[Position annotation records]
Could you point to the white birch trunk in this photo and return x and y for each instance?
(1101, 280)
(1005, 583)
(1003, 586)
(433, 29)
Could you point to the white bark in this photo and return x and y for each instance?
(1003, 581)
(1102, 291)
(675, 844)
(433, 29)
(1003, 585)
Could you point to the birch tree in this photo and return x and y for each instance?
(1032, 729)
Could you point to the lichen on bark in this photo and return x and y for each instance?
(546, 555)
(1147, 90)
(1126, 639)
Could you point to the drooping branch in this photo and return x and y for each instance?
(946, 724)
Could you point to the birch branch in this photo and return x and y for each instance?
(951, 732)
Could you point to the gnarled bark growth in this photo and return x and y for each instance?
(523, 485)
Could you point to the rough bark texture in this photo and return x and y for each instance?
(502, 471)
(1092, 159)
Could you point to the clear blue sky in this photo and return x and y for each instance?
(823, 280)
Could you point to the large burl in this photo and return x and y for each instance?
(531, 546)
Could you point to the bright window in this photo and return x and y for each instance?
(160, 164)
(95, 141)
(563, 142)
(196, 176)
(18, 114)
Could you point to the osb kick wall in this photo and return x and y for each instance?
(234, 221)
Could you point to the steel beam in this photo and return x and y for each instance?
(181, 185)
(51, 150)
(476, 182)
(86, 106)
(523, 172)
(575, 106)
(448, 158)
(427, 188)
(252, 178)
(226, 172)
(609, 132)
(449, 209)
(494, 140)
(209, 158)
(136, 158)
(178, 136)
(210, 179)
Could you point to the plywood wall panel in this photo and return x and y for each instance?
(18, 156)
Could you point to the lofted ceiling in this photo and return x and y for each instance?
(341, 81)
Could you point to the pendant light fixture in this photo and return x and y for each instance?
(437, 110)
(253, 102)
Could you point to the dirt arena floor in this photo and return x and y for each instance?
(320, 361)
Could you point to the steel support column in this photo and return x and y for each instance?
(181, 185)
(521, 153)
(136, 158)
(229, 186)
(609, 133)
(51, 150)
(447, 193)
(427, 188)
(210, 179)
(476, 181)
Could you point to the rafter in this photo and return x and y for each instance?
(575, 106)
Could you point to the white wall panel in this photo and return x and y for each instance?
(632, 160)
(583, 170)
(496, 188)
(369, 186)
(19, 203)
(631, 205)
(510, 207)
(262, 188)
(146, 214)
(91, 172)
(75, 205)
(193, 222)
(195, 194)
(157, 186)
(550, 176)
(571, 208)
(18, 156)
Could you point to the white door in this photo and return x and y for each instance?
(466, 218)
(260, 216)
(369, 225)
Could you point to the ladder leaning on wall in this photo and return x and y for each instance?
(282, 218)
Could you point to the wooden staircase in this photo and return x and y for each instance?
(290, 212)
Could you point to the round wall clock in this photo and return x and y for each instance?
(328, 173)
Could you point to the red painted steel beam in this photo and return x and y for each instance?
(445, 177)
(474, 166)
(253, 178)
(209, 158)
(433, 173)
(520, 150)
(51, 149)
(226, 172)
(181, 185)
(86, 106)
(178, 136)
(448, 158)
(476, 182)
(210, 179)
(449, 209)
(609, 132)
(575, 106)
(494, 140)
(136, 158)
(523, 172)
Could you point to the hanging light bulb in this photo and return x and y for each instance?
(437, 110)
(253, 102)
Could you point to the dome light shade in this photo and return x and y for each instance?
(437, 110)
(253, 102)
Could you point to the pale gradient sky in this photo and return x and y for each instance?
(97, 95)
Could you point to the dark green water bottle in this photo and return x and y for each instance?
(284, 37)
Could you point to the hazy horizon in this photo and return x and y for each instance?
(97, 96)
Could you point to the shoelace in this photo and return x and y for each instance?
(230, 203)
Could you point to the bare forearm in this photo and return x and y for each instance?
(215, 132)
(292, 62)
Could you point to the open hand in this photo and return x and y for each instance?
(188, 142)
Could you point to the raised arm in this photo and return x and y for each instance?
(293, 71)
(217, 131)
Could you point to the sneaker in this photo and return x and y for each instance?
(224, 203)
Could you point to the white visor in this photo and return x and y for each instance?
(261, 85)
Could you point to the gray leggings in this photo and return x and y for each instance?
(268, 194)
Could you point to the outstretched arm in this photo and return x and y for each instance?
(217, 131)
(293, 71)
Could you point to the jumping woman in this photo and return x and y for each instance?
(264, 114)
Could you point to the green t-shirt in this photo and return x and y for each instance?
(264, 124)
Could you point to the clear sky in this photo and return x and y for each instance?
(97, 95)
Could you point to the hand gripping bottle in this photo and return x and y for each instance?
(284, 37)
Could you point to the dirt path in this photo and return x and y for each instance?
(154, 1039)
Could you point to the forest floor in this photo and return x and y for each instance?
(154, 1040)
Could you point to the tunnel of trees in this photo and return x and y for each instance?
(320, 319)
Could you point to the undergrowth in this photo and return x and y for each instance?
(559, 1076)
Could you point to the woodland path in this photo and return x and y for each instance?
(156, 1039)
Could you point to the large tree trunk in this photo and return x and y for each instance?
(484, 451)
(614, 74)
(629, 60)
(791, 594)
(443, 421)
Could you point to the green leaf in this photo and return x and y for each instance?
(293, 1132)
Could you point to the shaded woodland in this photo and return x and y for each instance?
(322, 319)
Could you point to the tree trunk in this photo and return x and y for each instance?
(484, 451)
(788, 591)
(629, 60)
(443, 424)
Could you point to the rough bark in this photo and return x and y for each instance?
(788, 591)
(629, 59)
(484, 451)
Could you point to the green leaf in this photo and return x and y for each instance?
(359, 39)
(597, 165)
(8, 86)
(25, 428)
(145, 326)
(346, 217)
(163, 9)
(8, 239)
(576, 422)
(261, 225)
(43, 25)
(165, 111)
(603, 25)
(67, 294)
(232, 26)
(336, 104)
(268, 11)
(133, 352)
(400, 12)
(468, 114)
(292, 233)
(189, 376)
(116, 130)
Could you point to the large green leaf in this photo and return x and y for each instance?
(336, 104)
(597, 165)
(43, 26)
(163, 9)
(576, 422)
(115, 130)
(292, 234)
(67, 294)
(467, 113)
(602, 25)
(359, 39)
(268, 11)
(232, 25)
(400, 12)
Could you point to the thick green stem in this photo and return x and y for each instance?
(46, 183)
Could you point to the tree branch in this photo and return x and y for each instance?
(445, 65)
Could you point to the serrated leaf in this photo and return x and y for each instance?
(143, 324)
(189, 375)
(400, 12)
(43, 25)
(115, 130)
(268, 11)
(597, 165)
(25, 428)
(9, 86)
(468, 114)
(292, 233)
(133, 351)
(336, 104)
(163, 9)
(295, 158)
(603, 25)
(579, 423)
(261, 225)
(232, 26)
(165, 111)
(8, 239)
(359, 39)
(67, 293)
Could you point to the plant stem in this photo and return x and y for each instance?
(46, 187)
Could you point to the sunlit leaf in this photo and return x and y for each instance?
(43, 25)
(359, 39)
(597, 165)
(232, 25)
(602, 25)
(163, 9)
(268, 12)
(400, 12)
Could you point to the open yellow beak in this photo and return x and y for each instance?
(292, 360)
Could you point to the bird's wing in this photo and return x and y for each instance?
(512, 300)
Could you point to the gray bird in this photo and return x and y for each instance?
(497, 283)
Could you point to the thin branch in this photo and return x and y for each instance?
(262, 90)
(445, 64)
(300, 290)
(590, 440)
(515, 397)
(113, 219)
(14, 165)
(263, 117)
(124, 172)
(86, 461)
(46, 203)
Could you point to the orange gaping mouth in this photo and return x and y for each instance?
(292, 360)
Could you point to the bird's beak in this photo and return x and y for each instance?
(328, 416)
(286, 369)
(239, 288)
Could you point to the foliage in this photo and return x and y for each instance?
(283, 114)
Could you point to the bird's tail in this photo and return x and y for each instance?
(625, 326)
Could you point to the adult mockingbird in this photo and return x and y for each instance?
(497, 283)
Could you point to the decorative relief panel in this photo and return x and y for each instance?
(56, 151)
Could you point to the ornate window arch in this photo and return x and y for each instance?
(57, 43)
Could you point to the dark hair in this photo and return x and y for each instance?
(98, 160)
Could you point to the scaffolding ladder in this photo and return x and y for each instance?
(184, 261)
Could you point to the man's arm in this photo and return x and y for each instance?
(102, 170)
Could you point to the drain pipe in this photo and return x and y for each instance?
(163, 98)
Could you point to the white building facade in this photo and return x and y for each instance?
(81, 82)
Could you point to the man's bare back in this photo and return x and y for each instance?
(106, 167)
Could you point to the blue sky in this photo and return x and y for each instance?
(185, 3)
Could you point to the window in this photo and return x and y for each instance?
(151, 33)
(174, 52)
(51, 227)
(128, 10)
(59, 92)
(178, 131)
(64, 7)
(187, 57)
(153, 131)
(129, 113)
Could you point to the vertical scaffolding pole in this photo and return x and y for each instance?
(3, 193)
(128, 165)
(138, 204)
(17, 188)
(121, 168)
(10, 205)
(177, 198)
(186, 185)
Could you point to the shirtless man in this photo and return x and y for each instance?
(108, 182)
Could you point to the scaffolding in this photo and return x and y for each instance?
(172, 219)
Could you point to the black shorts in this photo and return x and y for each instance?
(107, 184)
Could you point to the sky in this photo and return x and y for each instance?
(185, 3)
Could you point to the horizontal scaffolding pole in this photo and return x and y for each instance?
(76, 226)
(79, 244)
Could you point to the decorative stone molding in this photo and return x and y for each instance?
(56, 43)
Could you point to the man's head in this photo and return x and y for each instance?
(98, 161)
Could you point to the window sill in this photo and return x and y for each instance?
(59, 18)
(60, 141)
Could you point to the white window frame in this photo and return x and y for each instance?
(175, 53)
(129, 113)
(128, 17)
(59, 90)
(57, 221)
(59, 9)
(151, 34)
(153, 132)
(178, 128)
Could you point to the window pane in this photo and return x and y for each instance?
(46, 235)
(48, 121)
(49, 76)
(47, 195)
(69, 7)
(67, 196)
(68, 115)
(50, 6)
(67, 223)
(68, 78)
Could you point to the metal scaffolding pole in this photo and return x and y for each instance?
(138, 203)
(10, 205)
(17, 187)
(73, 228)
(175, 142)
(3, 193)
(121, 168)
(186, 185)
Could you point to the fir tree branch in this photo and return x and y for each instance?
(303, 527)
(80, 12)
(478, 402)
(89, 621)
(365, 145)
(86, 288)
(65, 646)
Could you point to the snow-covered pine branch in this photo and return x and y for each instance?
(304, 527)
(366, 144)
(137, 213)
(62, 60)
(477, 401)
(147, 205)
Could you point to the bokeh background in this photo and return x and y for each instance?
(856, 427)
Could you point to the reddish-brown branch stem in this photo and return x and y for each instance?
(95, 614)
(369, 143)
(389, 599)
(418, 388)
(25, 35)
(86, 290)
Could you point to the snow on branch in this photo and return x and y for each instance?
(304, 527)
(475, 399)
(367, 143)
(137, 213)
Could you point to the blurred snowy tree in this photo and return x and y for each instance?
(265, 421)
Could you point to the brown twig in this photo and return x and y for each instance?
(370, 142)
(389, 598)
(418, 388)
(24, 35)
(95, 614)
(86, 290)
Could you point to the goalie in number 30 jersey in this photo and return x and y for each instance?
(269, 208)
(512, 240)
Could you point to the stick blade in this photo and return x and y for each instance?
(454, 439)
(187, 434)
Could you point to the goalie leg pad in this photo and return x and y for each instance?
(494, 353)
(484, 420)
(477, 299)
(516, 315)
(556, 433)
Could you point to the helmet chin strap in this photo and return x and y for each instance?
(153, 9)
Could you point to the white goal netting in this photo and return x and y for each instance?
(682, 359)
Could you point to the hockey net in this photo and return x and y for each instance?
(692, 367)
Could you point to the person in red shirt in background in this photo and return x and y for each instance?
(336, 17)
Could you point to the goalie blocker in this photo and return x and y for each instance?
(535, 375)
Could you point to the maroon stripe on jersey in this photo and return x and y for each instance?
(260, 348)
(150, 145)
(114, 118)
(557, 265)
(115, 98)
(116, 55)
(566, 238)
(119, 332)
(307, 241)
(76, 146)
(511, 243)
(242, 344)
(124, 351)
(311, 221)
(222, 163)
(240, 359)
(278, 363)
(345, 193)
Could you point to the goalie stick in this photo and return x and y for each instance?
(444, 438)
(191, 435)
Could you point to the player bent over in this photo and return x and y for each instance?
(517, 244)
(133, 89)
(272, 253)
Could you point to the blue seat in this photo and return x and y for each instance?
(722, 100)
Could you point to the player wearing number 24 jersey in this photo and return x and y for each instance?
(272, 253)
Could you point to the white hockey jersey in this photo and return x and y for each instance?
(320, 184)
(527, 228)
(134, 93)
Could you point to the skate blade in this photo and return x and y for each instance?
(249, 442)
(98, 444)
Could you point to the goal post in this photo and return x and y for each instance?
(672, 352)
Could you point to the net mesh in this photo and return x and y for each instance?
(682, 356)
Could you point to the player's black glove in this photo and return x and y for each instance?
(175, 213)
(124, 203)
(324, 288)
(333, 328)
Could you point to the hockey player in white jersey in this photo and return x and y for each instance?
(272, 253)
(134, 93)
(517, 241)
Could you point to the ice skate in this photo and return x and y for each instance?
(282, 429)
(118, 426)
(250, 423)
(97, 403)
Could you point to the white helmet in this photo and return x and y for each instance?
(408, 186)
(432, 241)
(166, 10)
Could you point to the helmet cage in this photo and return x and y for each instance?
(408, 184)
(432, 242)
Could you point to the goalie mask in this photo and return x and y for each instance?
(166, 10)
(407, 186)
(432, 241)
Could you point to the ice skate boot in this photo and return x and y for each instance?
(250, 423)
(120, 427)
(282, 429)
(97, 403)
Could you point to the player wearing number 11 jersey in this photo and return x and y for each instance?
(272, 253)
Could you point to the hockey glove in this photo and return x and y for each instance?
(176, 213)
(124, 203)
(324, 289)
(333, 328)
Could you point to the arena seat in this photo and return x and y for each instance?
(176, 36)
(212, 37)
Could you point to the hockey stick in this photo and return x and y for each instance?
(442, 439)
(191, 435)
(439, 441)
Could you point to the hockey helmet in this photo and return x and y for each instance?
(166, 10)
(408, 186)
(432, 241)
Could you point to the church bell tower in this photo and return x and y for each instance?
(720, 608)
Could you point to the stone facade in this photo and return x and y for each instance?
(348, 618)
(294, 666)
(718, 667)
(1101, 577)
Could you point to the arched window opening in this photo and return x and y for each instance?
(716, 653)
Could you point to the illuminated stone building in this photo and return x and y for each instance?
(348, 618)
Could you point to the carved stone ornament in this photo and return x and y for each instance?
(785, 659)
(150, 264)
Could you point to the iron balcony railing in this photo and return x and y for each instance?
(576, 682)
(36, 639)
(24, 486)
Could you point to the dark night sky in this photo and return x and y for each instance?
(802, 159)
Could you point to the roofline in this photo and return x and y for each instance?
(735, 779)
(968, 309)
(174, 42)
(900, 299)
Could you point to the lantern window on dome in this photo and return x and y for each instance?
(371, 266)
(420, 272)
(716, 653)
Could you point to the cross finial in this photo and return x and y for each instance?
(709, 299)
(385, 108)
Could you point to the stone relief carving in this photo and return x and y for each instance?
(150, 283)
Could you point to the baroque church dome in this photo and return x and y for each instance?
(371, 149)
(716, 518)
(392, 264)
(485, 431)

Exercise:
Output the line that contains "Could you point to the illuminated", followed by every later line in the listing, with no line omitted and none added.

Answer in full:
Could you point to the illuminated stone building in this photo and return x and y for each instance?
(348, 618)
Could you point to the carved stone ornament in this photo and return x and y for each instance?
(785, 659)
(150, 264)
Could you point to the iron balcony railing in this photo and return x and y for each instance?
(576, 682)
(36, 639)
(24, 486)
Could you point to the dark night sky in this photo and return x and y for each instance?
(802, 159)
Could you point to the roofline in this photo and return x and y for each instance?
(735, 779)
(968, 309)
(174, 42)
(900, 299)
Could you point to the lantern window on dome in this photo and return x and y for each instance?
(371, 266)
(420, 272)
(716, 653)
Could you point to the cross finial in this photo and return x and y for each instance?
(709, 299)
(385, 108)
Could you point to the stone relief carving in this photo and return x and y for each instance?
(150, 283)
Could you point to the baroque church dome in this photo and return x and y for each instance?
(371, 149)
(716, 518)
(392, 264)
(485, 431)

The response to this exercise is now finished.